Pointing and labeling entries
----

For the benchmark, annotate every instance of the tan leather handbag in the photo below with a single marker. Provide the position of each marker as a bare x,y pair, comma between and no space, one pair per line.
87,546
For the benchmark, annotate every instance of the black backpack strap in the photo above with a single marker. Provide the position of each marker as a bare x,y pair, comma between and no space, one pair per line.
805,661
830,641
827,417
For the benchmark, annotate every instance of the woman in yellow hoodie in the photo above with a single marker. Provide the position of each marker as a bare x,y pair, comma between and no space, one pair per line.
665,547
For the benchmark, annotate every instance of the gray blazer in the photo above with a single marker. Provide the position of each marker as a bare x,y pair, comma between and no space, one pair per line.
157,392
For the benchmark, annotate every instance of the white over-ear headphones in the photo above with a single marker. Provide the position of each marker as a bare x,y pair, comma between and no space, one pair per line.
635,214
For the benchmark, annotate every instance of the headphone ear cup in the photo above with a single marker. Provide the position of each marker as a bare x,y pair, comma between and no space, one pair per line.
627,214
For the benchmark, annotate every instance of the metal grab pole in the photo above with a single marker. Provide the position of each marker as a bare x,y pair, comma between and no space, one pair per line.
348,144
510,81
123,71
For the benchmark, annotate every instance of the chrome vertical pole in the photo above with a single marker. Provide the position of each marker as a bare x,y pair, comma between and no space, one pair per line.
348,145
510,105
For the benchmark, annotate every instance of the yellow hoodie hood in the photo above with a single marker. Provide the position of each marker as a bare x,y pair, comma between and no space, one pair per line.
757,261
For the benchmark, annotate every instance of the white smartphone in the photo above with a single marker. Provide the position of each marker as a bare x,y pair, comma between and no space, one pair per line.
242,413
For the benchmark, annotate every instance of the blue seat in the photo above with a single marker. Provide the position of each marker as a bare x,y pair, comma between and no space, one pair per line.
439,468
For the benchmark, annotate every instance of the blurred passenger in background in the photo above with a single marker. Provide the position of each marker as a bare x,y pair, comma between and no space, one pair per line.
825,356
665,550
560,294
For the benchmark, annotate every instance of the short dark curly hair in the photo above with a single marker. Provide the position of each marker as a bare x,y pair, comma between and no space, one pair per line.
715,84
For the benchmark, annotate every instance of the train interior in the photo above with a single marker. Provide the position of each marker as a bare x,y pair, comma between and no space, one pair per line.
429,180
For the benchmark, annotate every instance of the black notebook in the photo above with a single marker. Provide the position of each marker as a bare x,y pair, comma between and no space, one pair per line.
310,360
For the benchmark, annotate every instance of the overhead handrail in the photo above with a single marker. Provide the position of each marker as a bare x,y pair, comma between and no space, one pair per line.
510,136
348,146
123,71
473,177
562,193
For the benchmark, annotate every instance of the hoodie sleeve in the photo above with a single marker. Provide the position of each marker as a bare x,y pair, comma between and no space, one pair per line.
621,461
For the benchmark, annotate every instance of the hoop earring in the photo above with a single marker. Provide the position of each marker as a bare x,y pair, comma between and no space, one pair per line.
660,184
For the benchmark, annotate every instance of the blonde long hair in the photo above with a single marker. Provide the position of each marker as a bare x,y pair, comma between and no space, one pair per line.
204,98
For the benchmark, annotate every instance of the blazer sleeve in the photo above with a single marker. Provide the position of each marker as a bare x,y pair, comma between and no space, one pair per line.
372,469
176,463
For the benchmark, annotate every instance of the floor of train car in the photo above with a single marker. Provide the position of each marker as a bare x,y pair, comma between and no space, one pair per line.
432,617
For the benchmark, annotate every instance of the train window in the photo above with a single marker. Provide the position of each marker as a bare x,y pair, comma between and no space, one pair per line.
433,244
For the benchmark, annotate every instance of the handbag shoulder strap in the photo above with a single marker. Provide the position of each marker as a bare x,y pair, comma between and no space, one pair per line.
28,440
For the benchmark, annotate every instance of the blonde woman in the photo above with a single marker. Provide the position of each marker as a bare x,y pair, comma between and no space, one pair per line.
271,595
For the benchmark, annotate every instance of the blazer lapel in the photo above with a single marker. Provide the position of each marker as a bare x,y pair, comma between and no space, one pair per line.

----

> PROMPT:
Starting at the line with "For the benchmark, annotate every instance of the blonde woman" and running through the end of the records, write those lines out again, requests included. Scale every coordinate in the answers by 0.35 and round each to a whole number, with halves going up.

> ANSWER FOR THE TASK:
For the benchmark, annotate every instance of the blonde woman in the photo above with a single marker. Provide the position of each marker as a bare x,y pair, comma between and no space, one pair per line.
95,208
For the benchmark, annotate every instance of the blazer lapel in the photo above with a single marker. Provide the position of each marker as a bare x,y pair, comma between and no space, one pair per line.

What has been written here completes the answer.